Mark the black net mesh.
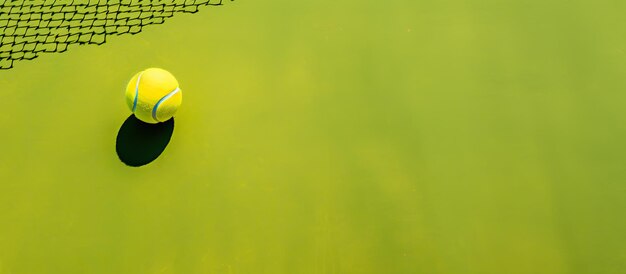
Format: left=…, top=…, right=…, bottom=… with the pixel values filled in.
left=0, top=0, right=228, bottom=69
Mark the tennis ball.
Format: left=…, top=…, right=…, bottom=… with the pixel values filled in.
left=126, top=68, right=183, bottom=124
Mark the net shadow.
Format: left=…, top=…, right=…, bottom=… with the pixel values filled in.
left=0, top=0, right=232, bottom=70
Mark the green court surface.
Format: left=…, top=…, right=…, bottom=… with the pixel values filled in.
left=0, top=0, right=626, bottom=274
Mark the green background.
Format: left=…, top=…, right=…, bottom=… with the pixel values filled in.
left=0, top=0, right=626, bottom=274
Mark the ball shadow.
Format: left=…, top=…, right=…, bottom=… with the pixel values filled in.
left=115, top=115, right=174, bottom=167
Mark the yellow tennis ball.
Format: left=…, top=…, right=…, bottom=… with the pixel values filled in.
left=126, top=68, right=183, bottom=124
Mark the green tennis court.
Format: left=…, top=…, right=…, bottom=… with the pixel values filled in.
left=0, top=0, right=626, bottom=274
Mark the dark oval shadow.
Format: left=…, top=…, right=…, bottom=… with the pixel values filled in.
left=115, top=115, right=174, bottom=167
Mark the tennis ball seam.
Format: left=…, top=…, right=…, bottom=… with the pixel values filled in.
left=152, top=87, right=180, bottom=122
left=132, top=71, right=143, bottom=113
_ _ _
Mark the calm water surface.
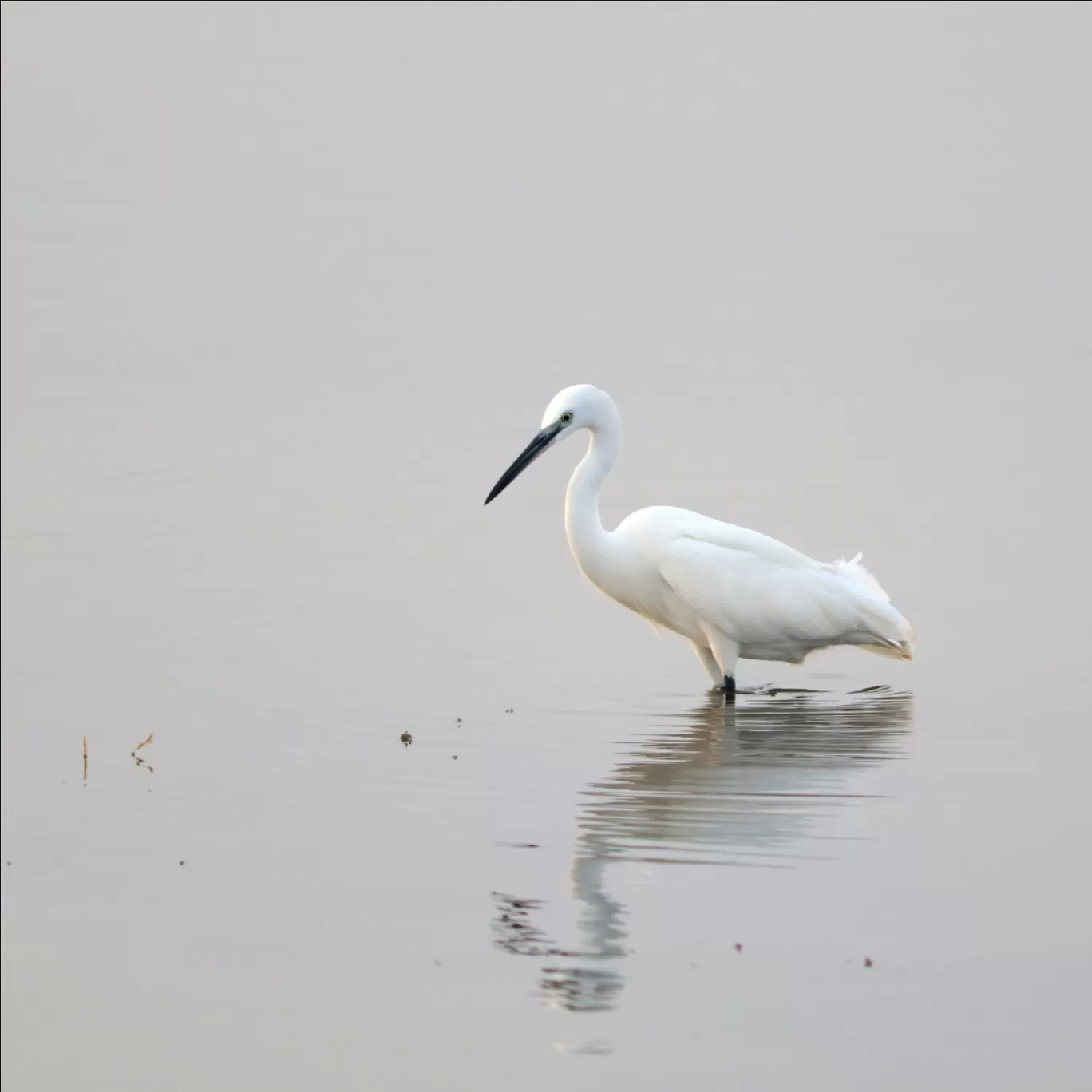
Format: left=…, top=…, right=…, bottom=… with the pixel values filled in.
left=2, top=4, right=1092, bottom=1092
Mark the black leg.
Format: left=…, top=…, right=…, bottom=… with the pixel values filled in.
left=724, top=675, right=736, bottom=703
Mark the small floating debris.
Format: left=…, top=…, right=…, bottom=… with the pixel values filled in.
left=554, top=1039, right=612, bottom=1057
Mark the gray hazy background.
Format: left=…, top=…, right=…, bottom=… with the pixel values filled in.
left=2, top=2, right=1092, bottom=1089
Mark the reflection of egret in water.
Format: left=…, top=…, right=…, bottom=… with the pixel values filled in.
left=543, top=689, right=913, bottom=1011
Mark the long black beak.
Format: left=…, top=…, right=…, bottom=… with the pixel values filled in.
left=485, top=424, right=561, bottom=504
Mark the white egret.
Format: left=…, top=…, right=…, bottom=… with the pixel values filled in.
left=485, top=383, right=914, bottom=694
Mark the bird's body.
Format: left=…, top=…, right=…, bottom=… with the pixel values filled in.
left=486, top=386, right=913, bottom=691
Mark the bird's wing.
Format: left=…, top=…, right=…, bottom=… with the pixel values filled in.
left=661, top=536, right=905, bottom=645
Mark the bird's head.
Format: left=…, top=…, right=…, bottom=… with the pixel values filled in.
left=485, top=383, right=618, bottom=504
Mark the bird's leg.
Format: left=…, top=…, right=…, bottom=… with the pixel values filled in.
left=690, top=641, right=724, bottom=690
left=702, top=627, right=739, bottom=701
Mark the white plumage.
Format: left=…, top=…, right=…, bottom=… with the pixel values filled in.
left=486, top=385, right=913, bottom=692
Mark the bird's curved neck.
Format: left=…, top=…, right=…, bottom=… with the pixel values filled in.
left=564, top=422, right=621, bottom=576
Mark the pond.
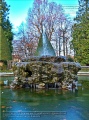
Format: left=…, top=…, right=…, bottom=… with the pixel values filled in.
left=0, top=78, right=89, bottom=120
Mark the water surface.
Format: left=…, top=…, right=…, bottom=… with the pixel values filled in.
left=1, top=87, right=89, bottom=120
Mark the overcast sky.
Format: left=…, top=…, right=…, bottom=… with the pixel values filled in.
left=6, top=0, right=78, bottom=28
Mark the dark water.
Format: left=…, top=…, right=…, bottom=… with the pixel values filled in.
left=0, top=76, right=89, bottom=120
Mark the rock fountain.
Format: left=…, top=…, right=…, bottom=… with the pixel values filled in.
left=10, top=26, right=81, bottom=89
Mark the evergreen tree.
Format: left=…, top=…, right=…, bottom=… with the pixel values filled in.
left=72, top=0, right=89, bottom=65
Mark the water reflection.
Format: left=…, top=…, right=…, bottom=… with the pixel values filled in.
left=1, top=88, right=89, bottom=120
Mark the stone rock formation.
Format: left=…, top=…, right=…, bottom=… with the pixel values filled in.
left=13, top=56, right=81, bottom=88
_ _ _
**EXERCISE GOAL**: Could you output the lines as a numbered list, starting at the line that contains "Mark the black net mesh." and stopping after the line that contains "left=132, top=71, right=143, bottom=113", with blank lines skipped and the pictures left out?

**RESPONSE**:
1. Mark the black net mesh.
2. Format: left=…, top=…, right=…, bottom=… with the pixel values filled in.
3. left=0, top=0, right=228, bottom=69
4. Mark the tennis ball.
5. Format: left=…, top=…, right=…, bottom=… with the pixel values filled in.
6. left=126, top=68, right=183, bottom=124
7. Mark the net shadow.
8. Format: left=…, top=…, right=…, bottom=… with the pixel values filled in.
9. left=0, top=0, right=232, bottom=70
10. Mark the green court surface.
11. Format: left=…, top=…, right=…, bottom=… with the pixel values filled in.
12. left=0, top=0, right=626, bottom=274
13. Mark the green background.
14. Format: left=…, top=…, right=…, bottom=… with the pixel values filled in.
15. left=0, top=0, right=626, bottom=274
16. Mark the ball shadow.
17. Format: left=…, top=…, right=…, bottom=… with the pixel values filled in.
18. left=115, top=115, right=174, bottom=167
19. Mark the yellow tennis ball.
20. Format: left=…, top=…, right=…, bottom=… with the pixel values filled in.
21. left=126, top=68, right=183, bottom=124
22. Mark the green tennis court.
23. Format: left=…, top=…, right=…, bottom=… with the pixel values filled in.
24. left=0, top=0, right=626, bottom=274
25. Mark the dark oval shadow.
26. Format: left=…, top=…, right=…, bottom=… with the pixel values filled in.
27. left=115, top=115, right=174, bottom=167
28. Mark the tennis ball seam.
29. Format: left=…, top=…, right=…, bottom=… with the pixel values filled in.
30. left=152, top=87, right=180, bottom=122
31. left=132, top=71, right=143, bottom=113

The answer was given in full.